**Directions for this task**.
Rewrite the entries below, replacing every "green siding" with "blue siding" and leaving everything else unchanged.

**Provided entries**.

____________________

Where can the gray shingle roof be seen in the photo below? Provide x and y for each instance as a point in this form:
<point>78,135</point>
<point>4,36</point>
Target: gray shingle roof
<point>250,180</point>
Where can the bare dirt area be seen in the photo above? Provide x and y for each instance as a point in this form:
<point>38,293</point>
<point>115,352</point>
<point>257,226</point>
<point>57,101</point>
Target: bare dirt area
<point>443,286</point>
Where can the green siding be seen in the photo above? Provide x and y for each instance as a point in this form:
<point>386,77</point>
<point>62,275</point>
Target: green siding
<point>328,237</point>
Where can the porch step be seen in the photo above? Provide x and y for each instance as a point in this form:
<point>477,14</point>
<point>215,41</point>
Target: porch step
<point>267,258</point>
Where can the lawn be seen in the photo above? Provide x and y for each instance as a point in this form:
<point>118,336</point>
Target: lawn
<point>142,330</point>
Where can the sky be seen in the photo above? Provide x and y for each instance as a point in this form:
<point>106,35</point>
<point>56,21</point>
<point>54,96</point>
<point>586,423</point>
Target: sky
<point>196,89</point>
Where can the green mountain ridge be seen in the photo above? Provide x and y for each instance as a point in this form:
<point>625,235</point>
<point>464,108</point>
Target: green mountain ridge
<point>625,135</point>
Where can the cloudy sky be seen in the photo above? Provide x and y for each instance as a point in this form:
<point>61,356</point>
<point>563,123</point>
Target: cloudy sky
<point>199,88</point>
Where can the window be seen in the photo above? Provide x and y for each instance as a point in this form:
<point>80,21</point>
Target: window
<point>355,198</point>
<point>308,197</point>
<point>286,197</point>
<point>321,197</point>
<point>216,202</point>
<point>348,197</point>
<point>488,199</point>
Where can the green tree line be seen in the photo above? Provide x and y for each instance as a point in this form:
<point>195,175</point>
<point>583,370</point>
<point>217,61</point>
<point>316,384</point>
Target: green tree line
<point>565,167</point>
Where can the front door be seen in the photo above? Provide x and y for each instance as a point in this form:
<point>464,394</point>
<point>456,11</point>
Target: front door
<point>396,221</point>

____________________

**Response**.
Where can the gray shingle roof be seen in the photo below? Provide x and y for each instance as a point in this form:
<point>78,135</point>
<point>4,36</point>
Target: gray shingle roof
<point>250,180</point>
Where can the bare dirt area be seen in the photo above? Provide x and y for each instance as a point in this form:
<point>38,293</point>
<point>115,352</point>
<point>257,226</point>
<point>57,101</point>
Target: bare dirt area
<point>443,286</point>
Where can the blue siding be seen in the photo above? Provide x and y for each instance as a point in this form:
<point>386,77</point>
<point>62,275</point>
Target: blue siding
<point>328,237</point>
Where can the porch step be seen in the photo above? Provide x and y for each instance as a point in this form:
<point>477,14</point>
<point>215,41</point>
Target: porch step
<point>267,258</point>
Where can the lawn be seen in the photo above? Provide x and y for each instance as a point in this form:
<point>118,336</point>
Target: lawn
<point>142,330</point>
Where can the sky be seen in the photo above? Provide x and y for each instance as a point in this form:
<point>106,35</point>
<point>56,21</point>
<point>54,96</point>
<point>586,423</point>
Target: sky
<point>196,89</point>
Where can the green mountain ridge be seen in the photo above? Provide x and y for each instance as a point in this form:
<point>625,235</point>
<point>464,108</point>
Target: green mountain ridge
<point>625,135</point>
Where can the cloudy sky be seen in the photo above? Provide x and y for each instance as a point in this form:
<point>61,356</point>
<point>563,123</point>
Target: cloudy sky
<point>199,88</point>
Where can the window be seen in the photo above? Provide x and y for each instance as a point in this form:
<point>80,21</point>
Target: window
<point>355,198</point>
<point>308,197</point>
<point>286,197</point>
<point>321,197</point>
<point>216,202</point>
<point>348,197</point>
<point>488,199</point>
Where can the green tree line be seen in the photo above? Provide x and y for each instance as a point in this form:
<point>195,175</point>
<point>583,370</point>
<point>217,61</point>
<point>316,384</point>
Target: green tree line
<point>565,167</point>
Where can the front door be seen in the photo above? Provide x and y for each instance as a point in this form:
<point>464,394</point>
<point>456,11</point>
Target: front door
<point>396,221</point>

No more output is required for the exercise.